DATASET EXCERPTS.
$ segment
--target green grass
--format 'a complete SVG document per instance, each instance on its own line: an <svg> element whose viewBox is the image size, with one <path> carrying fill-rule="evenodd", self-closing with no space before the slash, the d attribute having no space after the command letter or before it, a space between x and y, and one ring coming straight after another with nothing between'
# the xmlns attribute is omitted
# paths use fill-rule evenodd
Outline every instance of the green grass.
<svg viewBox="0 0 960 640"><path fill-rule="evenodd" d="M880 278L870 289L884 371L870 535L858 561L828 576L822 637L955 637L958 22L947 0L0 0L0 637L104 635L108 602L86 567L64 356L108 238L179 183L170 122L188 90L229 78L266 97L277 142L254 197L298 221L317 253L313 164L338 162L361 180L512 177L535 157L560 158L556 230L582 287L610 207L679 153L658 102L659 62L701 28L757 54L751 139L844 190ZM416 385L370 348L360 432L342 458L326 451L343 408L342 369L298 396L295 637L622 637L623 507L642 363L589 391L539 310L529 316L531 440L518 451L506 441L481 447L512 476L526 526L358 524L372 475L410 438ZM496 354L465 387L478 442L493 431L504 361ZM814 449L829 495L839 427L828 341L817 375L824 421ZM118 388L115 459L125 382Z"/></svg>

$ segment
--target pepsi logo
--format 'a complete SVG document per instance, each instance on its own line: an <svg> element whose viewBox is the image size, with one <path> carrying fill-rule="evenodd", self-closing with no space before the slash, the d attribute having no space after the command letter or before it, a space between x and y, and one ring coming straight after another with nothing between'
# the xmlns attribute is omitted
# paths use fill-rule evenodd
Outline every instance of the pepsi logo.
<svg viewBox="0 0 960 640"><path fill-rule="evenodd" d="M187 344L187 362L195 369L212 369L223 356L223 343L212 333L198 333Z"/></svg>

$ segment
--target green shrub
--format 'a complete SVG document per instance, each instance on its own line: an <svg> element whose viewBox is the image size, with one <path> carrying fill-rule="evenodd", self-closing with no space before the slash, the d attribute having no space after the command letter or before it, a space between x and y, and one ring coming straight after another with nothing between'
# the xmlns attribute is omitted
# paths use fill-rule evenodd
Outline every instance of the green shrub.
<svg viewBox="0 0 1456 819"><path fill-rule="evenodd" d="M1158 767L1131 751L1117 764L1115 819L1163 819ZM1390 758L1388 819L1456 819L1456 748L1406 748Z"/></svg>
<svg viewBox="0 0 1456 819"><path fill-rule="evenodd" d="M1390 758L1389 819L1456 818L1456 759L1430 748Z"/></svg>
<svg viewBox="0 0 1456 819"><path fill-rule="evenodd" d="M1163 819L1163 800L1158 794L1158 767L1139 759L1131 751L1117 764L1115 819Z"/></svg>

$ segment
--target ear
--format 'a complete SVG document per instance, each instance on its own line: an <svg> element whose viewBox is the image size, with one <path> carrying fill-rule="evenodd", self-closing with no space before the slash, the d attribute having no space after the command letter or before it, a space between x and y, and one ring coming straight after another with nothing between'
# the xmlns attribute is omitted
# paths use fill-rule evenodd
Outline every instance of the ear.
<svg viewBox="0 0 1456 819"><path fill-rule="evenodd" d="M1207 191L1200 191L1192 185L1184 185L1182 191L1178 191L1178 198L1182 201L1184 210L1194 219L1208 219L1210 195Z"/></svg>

WHAT YOU HAVE TO DO. Put every one of the lines above into a numbered list, leaving out the blank ones.

THE ANSWER.
1. $ segment
2. --target green grass
3. --format 'a complete SVG document per instance, each instance on its own line: an <svg> element whose viewBox is the image size, with one <path> carrying fill-rule="evenodd", self-closing with no space before the slash, the d attribute having no space after the command letter or before it, a space between x and y, and one ring coming straight after another with nothing between'
4. # the xmlns attribute is omitted
5. # paths use fill-rule evenodd
6. Outline every instance of the green grass.
7. <svg viewBox="0 0 960 640"><path fill-rule="evenodd" d="M880 278L870 289L884 371L870 535L858 561L828 576L822 637L955 637L958 22L947 0L0 0L0 637L104 635L108 602L86 567L64 356L108 238L179 183L170 122L188 90L229 78L266 97L277 142L254 197L298 221L317 253L313 164L338 162L361 180L512 177L535 157L560 158L556 230L582 287L610 207L679 153L658 102L659 62L701 28L757 54L751 139L844 190ZM416 385L370 348L360 432L342 458L326 451L343 408L342 369L298 396L295 637L622 637L623 507L642 363L589 391L539 310L529 316L531 440L518 451L506 441L481 447L512 476L526 526L358 524L372 475L410 438ZM496 354L465 387L478 442L493 431L504 361ZM814 449L829 495L839 427L828 341L817 375L824 421ZM118 388L115 459L125 382Z"/></svg>
8. $ segment
9. --target pepsi logo
10. --format 'a complete SVG document per instance, each instance on its own line: an <svg> element whose viewBox is the image size, with one <path> carrying fill-rule="evenodd", self-closing with no space before the slash, the d attribute having no space after the command letter or before it, a space between x and y, and one ring coming straight after another with nothing between'
11. # the xmlns attribute is omitted
12. # paths use fill-rule evenodd
13. Outline every instance of the pepsi logo.
14. <svg viewBox="0 0 960 640"><path fill-rule="evenodd" d="M187 344L187 362L195 369L212 369L223 356L223 343L212 333L198 333Z"/></svg>
15. $ segment
16. --target green shrub
17. --format 'a complete SVG document per instance, each instance on its own line: an <svg> element whose viewBox is the image size, with one <path> carrying fill-rule="evenodd", self-closing with no space before the slash, the d attribute having no space after the command letter or before it, a space between x and y, and one ring coming straight after another with nothing between'
18. # the xmlns attribute is omitted
19. # paths use fill-rule evenodd
20. Outline every instance of the green shrub.
21. <svg viewBox="0 0 1456 819"><path fill-rule="evenodd" d="M1158 767L1131 751L1117 764L1115 819L1163 819ZM1390 758L1388 819L1456 819L1456 748L1406 748Z"/></svg>
22. <svg viewBox="0 0 1456 819"><path fill-rule="evenodd" d="M1390 758L1389 819L1456 818L1456 759L1430 748Z"/></svg>
23. <svg viewBox="0 0 1456 819"><path fill-rule="evenodd" d="M1163 819L1163 800L1158 794L1158 767L1139 759L1131 751L1117 764L1115 819Z"/></svg>
24. $ segment
25. --target ear
26. --format 'a complete SVG document per instance, each instance on its own line: an <svg> element whose viewBox is the image size, with one <path> carrying fill-rule="evenodd", self-closing with no space before the slash, the d attribute having no space after the command letter or before it, a space between x and y, and one ring coming straight after another with nothing between'
27. # the xmlns attribute is omitted
28. # paths use fill-rule evenodd
29. Outline every instance of the ear.
30. <svg viewBox="0 0 1456 819"><path fill-rule="evenodd" d="M1207 191L1200 191L1192 185L1184 185L1182 191L1178 191L1178 198L1182 201L1184 210L1194 219L1208 219L1210 195Z"/></svg>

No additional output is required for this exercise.